CHALLENGE
Write out every entry word for word.

═══ SUPPLIED RECORDS

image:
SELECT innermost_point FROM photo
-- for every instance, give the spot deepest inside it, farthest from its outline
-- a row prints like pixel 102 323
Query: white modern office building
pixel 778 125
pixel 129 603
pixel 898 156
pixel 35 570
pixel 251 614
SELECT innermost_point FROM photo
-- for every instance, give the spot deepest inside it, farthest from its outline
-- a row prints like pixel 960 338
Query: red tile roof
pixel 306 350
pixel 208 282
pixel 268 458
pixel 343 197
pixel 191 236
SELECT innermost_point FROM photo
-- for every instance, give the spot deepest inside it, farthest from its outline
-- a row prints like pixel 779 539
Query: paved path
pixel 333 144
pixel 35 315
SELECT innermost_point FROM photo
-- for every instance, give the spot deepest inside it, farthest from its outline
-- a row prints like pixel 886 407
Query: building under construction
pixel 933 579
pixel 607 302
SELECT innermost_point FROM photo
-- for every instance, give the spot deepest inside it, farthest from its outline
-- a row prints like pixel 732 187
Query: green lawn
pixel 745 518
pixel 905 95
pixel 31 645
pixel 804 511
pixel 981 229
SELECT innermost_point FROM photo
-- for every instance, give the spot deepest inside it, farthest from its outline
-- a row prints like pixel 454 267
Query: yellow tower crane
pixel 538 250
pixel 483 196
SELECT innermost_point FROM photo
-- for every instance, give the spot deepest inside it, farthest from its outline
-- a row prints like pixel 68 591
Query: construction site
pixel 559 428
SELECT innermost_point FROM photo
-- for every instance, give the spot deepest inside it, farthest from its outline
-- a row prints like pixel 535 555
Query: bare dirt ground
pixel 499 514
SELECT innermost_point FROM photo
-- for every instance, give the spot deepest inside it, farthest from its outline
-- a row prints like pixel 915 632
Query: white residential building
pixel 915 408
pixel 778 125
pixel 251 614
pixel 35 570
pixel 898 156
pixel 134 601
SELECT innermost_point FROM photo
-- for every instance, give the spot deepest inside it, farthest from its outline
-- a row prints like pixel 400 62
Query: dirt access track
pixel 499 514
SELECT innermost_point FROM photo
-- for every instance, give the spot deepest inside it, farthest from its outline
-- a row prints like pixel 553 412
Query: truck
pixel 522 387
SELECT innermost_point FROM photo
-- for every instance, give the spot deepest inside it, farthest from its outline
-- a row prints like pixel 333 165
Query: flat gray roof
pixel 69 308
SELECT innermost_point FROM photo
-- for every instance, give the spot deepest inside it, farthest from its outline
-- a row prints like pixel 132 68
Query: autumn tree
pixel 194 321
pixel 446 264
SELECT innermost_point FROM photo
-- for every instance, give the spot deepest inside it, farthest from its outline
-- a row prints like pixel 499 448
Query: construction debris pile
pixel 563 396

══════

THE RESULT
image:
SELECT innermost_point FROM photo
-- for every instance, give the spot deepest inside it, farthest from its outline
-- a row prints like pixel 102 323
Query: white modern office building
pixel 778 125
pixel 129 603
pixel 898 156
pixel 35 570
pixel 251 614
SELECT innermost_point FROM photo
-- for every instance, give the spot deepest inside it, farthest from its outline
-- a row prints like pixel 960 338
Query: red tile roof
pixel 306 350
pixel 208 282
pixel 268 458
pixel 343 197
pixel 191 236
SELECT innermost_point FROM photo
-- for every instance, give the spot deepest inside it, farthest from its outline
-- a row prints like pixel 779 539
Query: paved path
pixel 333 144
pixel 35 315
SELECT innermost_point FROM photo
-- for every instance, give the spot deepest inside it, farthest from its outline
-- a row prints like pixel 886 407
Query: building under construction
pixel 933 579
pixel 607 302
SELECT innermost_point FROM photo
-- for every instance, give the spot deepest inside it, farthest from its outline
-- a row prints like pixel 732 187
Query: green lawn
pixel 745 518
pixel 905 95
pixel 31 645
pixel 804 511
pixel 981 229
SELECT innermost_point FROM photo
-- for every instance, give the spot deepest inside it, farthest from its outline
-- a row prints like pixel 454 267
Query: yellow tower crane
pixel 538 250
pixel 483 196
SELECT innermost_point FROM photo
-- for every instance, give the spot deepest inside it, farthest from its outline
-- a row prints like pixel 68 591
Query: construction site
pixel 559 428
SELECT innermost_point FROM photo
-- for every instance, give the spot deepest inside it, farthest from its outline
-- a row prints like pixel 535 555
Query: bare dirt ground
pixel 499 514
SELECT innermost_point FROM photo
-- for every instance, give the spot deepest inside it, farthest from its outline
-- a row prints like pixel 915 632
Query: white residential building
pixel 915 408
pixel 778 125
pixel 251 614
pixel 35 570
pixel 898 156
pixel 134 601
SELECT innermost_point FROM photo
-- for every instance, give the spot deepest inside it, farthest from its outline
-- a row prints like pixel 400 62
Query: dirt access track
pixel 499 514
SELECT innermost_point FROM photo
-- for every instance, give the spot deepest inside it, farthest from its outline
-- a row prints like pixel 553 412
Query: truck
pixel 522 387
SELECT innermost_point FROM photo
-- for every instance, give the spot deepest inside it, farthest from its outline
-- a row prints like pixel 333 165
Query: flat gray roof
pixel 69 308
SELECT innermost_point FROM photo
-- for every instance, give the spot deepest inside it, farthest from its outline
-- a row prints like pixel 132 68
Query: autumn tree
pixel 194 321
pixel 446 264
SELECT innermost_point FROM photo
-- for every instance, give the spot deepest inside it, farthest from its outline
-- a row prints like pixel 499 448
Query: construction debris pile
pixel 563 396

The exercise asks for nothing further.